━━ Text section ━━

I have a question regarding differential expression (DE) with limma/voom in an RNA-Seq experiment of ~250 samples. I have 4 different point mutations that are mutually exclusive and I wish to identify DE isoforms specific for each mutation. Additionally, I have reason to believe that the mutations cause similar differential expression for some isoforms and I also wish to identify those.
My questions are:
- What is the best approach to identify the differences and the similarities of those mutations?
- How do I adress the issue of confounding?
Specifically, I have 3, 4, 6 and 17 samples for each mutation respectively, as well as ~200 samples as a control group.
The approach I have come up with so far is to:
1) perform a DE analysis for each mutation comparing it to the control group (which does not include the other mutations), like this:
design.matrix <- model.matrix(~ factor(mut1), data)
design.matrix <- model.matrix(~ factor(mut2), data)... and so on
2) after doing this for each of the 4 mutations, combine them into a single binary variable and perform a DE analysis comparing all of them against the control group:
design.matrix <- model.matrix(~ factor(all.mutations), data
My way of thinking is that since the mutations are mutually exclusive, I can compare each mutation against the control group (which does not include the other mutations) in order to identify DE isoforms specific to each mutation. Afterwards by combing them, I hope to highlight isoforms that are similarly DE for all mutations. If I check the overlap of the last analysis with the preceding 4 I should be able to identify at least some isoforms that are affected in a common way. Is it maybe sufficient to just compare the overlap of the first 4 analyses without the 2nd step?
As to the 2nd question. Is there a rule of thumb as to how many confounders I can add in a limma analysis while avoiding overfitting? Since in a differential expression analysis we don't really have "events" I am unsure how to determine the number of confounders I can adjust for. Especially for the mutation with the smallest subset (only 3 mutations) I am unsure if the relatively large control group of ~200 samples permitts me to adjust for multiple confounders.
Any input is welcome, thanks in advance!

━━━

#### [Problems to work on]
(A) Retype the passage of the limma/voom post starting with "design.matrix <- model.matrix(~ factor(mut2), data)..." and going on through "the 2nd step?".
(B) In the limma/voom post, how many samples does each of the four mutations have?

━━ Study material ━━

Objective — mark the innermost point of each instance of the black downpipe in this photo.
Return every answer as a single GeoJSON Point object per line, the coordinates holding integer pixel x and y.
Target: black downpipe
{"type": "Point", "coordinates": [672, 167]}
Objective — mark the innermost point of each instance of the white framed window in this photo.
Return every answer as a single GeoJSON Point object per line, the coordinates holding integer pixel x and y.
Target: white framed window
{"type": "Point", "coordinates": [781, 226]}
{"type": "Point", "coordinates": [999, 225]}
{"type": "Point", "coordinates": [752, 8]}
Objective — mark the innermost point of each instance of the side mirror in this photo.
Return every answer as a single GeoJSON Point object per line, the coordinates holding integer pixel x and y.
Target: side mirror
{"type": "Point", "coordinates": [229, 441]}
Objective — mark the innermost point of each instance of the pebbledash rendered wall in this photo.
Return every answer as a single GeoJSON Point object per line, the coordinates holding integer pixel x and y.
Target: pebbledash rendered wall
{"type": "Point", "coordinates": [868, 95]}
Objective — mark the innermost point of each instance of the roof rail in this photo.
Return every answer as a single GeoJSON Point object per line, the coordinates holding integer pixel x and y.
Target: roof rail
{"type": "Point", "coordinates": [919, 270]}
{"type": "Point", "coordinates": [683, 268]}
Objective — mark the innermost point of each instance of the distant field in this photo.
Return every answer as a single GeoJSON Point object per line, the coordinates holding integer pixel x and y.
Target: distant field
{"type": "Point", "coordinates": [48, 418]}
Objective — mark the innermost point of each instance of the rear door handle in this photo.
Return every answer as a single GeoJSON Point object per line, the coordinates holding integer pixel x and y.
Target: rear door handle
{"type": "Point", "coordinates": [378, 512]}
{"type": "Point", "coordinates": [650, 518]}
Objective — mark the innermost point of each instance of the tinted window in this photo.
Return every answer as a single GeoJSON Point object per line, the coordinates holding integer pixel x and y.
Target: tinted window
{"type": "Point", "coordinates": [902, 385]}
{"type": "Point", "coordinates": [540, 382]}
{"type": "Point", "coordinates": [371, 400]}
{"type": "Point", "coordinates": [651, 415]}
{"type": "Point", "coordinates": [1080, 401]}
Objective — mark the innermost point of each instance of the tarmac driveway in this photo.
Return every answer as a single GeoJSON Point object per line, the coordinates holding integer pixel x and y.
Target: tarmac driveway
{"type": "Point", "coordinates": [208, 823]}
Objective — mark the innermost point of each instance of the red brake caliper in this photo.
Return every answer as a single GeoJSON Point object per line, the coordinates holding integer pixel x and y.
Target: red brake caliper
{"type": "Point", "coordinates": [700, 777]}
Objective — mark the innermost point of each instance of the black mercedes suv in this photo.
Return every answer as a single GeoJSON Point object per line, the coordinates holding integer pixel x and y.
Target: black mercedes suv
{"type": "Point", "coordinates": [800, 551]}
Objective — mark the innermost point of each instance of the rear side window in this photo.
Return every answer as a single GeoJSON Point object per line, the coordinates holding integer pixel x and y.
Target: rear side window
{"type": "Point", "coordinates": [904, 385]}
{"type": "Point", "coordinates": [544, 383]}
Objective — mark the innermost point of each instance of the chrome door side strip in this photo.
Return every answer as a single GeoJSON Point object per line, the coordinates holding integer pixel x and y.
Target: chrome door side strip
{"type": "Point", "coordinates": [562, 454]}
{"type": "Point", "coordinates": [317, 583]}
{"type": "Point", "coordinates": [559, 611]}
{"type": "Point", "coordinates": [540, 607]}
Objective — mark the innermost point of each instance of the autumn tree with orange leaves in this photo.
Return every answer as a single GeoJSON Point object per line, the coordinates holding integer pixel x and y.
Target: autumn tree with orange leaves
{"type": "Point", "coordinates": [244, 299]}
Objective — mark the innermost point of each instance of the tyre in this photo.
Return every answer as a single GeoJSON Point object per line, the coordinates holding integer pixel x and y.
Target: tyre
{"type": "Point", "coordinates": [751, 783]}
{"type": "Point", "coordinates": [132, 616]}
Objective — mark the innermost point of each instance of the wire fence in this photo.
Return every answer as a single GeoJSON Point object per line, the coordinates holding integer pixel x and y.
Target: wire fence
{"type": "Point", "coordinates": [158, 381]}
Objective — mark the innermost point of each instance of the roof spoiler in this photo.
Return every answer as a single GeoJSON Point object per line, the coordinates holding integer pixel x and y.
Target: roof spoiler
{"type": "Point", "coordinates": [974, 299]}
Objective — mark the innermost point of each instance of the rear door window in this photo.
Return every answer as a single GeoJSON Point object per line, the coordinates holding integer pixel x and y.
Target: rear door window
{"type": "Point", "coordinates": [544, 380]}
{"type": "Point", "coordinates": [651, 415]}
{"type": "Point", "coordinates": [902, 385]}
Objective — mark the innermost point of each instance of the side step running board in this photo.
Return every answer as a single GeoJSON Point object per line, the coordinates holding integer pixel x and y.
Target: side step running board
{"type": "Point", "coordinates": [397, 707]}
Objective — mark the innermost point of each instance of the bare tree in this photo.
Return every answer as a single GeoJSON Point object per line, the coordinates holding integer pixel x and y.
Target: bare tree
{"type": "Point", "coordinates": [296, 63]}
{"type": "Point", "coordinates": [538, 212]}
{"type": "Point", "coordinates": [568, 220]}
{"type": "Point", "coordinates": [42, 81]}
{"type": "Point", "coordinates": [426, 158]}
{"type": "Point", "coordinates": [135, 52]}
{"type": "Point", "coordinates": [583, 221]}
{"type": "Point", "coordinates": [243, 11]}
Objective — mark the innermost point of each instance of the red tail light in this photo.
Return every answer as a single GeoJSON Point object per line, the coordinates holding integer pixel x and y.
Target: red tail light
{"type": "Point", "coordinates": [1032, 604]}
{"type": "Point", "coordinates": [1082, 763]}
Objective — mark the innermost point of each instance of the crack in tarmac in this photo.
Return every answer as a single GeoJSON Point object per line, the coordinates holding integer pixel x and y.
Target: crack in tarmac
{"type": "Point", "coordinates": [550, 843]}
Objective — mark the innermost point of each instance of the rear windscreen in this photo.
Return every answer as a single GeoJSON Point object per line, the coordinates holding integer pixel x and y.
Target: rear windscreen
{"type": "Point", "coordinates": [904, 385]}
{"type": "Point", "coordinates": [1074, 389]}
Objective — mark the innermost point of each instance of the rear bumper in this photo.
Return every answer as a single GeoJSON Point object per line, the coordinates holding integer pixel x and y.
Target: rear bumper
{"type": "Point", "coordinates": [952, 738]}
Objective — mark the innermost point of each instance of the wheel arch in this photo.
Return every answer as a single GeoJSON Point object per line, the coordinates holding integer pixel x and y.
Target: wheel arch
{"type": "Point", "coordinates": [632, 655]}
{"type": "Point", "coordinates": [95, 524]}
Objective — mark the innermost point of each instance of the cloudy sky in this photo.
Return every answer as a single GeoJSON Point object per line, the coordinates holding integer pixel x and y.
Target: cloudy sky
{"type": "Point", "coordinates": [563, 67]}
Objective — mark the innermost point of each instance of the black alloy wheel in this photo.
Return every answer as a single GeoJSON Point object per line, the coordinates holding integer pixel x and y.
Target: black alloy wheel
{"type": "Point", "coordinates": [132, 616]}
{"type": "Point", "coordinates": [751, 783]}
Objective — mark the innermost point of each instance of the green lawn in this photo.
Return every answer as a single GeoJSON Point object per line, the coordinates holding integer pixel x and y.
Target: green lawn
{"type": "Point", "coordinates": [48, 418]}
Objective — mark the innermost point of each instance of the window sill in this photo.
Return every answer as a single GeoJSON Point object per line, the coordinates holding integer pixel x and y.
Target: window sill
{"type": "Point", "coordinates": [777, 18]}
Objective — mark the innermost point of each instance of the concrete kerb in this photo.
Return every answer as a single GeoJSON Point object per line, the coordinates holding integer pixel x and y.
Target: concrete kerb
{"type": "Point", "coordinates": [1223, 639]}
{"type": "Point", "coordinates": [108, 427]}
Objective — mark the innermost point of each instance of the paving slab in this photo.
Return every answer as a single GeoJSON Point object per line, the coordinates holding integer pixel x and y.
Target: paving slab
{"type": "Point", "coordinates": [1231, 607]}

━━━

#### [Responses per task]
(A)
design.matrix <- model.matrix(~ factor(mut2), data)... and so on
2) after doing this for each of the 4 mutations, combine them into a single binary variable and perform a DE analysis comparing all of them against the control group:
design.matrix <- model.matrix(~ factor(all.mutations), data
My way of thinking is that since the mutations are mutually exclusive, I can compare each mutation against the control group (which does not include the other mutations) in order to identify DE isoforms specific to each mutation. Afterwards by combing them, I hope to highlight isoforms that are similarly DE for all mutations. If I check the overlap of the last analysis with the preceding 4 I should be able to identify at least some isoforms that are affected in a common way. Is it maybe sufficient to just compare the overlap of the first 4 analyses without the 2nd step?

(B) 3, 4, 6 and 17 samples, respectively.